▶ _EXTRACT TO READ_:

_ _ _ _

IF WE WERE OPEN: This is a little bit I want to do every week where I talk about a movie that is not showing in Greenville. These are the types of movies we would be showing if we were open. This week, the movie is The End of the Tour. James Ponsoldt is the director and, you may think you don’t know him but you probably do. He directed the Aaron Paul/Mary Elizabeth Winstead sobriety movie Smashed. Last year, he directed The Spectacular Now, which I have heard good things about but not seen.

                The End of the Tour is about a Rolling Stone reporter (played by Jesse Eisenberg) interviewing David Foster Wallace (Jason Segal) over a five day span in 1996. Biopics are notoriously hard to pull off in that they usually reduce a person’s real, sloppy life into neatly divided acts and emotional beats. Even the best feel artificial and weird if they attempt to tell an entire life story. I have read good things about this movie in that it appears Ponsoldt is focused on just this small window of time and uses it to illuminate Wallace’s life in general. Capote was the only other biopic I have seen that works well and that is because it narrows in on a very specific time in Truman Capote’s life.
                This movie has the potential for fascinating performances, human insight and real emotional heft. If we had a physical location, you could come see it with us this very weekend.

_ _ _ _

▶ _STORED DATA_:
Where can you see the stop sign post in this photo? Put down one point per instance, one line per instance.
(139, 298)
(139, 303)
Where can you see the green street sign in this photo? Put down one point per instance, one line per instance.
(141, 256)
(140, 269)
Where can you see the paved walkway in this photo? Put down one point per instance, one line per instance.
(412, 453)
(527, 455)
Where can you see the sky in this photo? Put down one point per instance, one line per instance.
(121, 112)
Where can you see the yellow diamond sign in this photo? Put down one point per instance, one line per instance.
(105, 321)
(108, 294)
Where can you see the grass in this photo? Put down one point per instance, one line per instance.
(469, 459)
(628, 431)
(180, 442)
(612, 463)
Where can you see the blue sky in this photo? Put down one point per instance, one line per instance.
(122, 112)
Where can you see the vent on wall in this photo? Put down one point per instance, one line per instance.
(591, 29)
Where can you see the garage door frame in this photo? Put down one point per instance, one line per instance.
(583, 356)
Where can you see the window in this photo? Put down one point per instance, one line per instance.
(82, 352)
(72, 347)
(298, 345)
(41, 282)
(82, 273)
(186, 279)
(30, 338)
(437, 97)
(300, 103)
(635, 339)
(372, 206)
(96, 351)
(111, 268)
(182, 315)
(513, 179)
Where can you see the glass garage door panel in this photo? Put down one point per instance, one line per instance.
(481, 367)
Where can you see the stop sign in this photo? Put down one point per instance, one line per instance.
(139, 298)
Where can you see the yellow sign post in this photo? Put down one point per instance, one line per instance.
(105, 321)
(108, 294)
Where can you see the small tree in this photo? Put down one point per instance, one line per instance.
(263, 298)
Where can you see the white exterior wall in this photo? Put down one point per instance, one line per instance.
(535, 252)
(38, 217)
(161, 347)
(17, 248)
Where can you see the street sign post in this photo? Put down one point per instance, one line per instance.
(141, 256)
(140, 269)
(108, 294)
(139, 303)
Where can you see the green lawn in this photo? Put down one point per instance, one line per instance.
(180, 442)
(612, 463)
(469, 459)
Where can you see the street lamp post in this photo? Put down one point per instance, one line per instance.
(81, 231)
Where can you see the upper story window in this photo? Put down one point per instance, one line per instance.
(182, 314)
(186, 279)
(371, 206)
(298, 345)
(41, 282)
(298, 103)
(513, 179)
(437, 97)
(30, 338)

_ _ _ _

▶ _WORK TASK 1_:
Write out the passage from the write-up on The End of the Tour, beginning at "The End of the Tour is" up to and including "Truman Capote’s life.".
▶ _WORK TASK 2_:
According to the write-up on The End of the Tour, what other biopic does the writer say works well?

▶ _WORKED SOLUTION 1_:
The End of the Tour is about a Rolling Stone reporter (played by Jesse Eisenberg) interviewing David Foster Wallace (Jason Segal) over a five day span in 1996. Biopics are notoriously hard to pull off in that they usually reduce a person’s real, sloppy life into neatly divided acts and emotional beats. Even the best feel artificial and weird if they attempt to tell an entire life story. I have read good things about this movie in that it appears Ponsoldt is focused on just this small window of time and uses it to illuminate Wallace’s life in general. Capote was the only other biopic I have seen that works well and that is because it narrows in on a very specific time in Truman Capote’s life.

▶ _WORKED SOLUTION 2_:
Capote